== Segment start ==

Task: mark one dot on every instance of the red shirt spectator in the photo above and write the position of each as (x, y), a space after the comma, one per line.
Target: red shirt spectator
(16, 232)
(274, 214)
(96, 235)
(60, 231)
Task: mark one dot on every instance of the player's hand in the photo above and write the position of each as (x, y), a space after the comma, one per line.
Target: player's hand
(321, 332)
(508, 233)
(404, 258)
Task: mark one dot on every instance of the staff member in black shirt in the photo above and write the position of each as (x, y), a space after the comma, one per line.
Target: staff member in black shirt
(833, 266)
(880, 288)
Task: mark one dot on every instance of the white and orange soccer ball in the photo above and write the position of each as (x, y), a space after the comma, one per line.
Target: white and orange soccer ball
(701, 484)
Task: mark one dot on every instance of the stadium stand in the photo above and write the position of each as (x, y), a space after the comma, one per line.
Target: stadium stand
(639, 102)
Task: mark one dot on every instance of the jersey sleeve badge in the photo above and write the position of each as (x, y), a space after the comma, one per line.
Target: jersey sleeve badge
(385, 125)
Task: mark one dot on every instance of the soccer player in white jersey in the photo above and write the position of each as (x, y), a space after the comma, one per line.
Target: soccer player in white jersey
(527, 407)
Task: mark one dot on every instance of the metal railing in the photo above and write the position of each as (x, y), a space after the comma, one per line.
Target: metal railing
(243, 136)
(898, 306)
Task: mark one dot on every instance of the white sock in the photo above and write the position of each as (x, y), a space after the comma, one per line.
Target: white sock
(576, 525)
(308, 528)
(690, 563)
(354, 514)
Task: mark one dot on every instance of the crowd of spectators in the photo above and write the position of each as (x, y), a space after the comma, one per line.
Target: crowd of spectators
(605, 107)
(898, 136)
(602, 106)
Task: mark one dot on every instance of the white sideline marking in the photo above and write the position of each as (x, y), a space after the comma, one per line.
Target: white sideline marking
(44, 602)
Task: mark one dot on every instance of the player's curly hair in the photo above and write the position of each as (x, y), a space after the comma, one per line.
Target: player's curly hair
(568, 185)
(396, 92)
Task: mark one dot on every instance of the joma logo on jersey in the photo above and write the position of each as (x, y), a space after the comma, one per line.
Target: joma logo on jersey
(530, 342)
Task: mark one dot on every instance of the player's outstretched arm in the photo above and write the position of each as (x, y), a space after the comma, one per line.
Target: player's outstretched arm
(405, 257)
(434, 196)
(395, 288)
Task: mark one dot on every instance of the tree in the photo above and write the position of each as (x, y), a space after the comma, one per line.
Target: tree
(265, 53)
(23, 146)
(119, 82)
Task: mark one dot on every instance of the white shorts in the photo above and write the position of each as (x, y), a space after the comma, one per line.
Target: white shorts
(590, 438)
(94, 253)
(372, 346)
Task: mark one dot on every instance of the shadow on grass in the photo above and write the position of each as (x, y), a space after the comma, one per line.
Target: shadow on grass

== Segment end ==

## Assignment
Please report every line of the records above that contains the word "grass".

## Solution to the problem
Task: mark one dot on every instance of the shadow on grass in the photo above and write the position of each as (x, y), a space after the comma, one per line.
Target: shadow on grass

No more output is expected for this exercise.